EXERCISE DIRECTIONS
Convert each line of the data below into a string and list them in order as a JSON array, skipping any blank lines.

ENTRIES SUPPLIED
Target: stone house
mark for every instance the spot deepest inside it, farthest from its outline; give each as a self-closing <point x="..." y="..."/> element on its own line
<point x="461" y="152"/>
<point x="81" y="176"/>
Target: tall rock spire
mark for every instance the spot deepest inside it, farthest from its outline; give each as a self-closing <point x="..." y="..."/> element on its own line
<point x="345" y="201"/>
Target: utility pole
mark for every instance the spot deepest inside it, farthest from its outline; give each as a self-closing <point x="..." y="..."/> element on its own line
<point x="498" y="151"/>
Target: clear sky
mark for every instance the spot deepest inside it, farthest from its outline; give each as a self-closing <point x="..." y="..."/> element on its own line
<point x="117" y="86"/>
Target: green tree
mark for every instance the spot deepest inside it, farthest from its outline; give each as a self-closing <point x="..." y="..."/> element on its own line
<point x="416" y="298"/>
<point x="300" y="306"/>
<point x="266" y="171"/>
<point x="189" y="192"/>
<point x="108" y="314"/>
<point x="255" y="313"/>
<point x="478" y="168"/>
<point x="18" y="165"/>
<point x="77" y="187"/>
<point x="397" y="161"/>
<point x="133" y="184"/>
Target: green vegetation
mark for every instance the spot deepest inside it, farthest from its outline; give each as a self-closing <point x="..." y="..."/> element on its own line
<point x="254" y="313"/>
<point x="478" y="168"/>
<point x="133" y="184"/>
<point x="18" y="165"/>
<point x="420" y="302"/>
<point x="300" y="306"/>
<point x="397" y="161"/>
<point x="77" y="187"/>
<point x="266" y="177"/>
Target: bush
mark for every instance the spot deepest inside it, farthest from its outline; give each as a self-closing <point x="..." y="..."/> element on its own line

WRITTEN REPLY
[
  "Target: stone house",
  "mark for every instance the spot deepest inside it, farthest from its outline; give each as a self-closing <point x=\"...\" y=\"...\"/> element on its own line",
  "<point x=\"461\" y=\"152\"/>",
  "<point x=\"81\" y=\"176\"/>",
  "Target: tall rock spire",
  "mark for every instance the spot deepest inside it, farthest from its outline; give each as a self-closing <point x=\"...\" y=\"...\"/> element on its own line",
  "<point x=\"345\" y=\"201\"/>",
  "Target: utility pole",
  "mark for every instance the spot deepest inside it, farthest from its outline; give each as a self-closing <point x=\"...\" y=\"...\"/> element on its own line",
  "<point x=\"498\" y=\"151\"/>",
  "Target: clear sky",
  "mark for every instance the spot deepest inside it, farthest from its outline; give each as a self-closing <point x=\"...\" y=\"...\"/> element on its own line",
  "<point x=\"117\" y=\"86\"/>",
  "Target: green tree",
  "mark for every instance the spot deepest inside it, farthest from its outline; give each as a self-closing <point x=\"...\" y=\"...\"/> element on its own line",
  "<point x=\"416\" y=\"298\"/>",
  "<point x=\"300\" y=\"306\"/>",
  "<point x=\"266\" y=\"171\"/>",
  "<point x=\"189\" y=\"192\"/>",
  "<point x=\"108\" y=\"314\"/>",
  "<point x=\"255\" y=\"313\"/>",
  "<point x=\"478\" y=\"168\"/>",
  "<point x=\"18\" y=\"165\"/>",
  "<point x=\"77\" y=\"187\"/>",
  "<point x=\"397\" y=\"161\"/>",
  "<point x=\"133\" y=\"184\"/>",
  "Target: green vegetation",
  "mark for every instance the spot deepest inside it, farthest from its outline; give each as a self-closing <point x=\"...\" y=\"...\"/> element on its own line",
  "<point x=\"254\" y=\"313\"/>",
  "<point x=\"478\" y=\"168\"/>",
  "<point x=\"133\" y=\"184\"/>",
  "<point x=\"18\" y=\"165\"/>",
  "<point x=\"420\" y=\"302\"/>",
  "<point x=\"300\" y=\"306\"/>",
  "<point x=\"397\" y=\"161\"/>",
  "<point x=\"77\" y=\"187\"/>",
  "<point x=\"266\" y=\"177\"/>",
  "Target: bush",
  "mark for every instance the spot deepest inside it, farthest from its outline; give each as a self-closing <point x=\"...\" y=\"...\"/> element on its own line"
]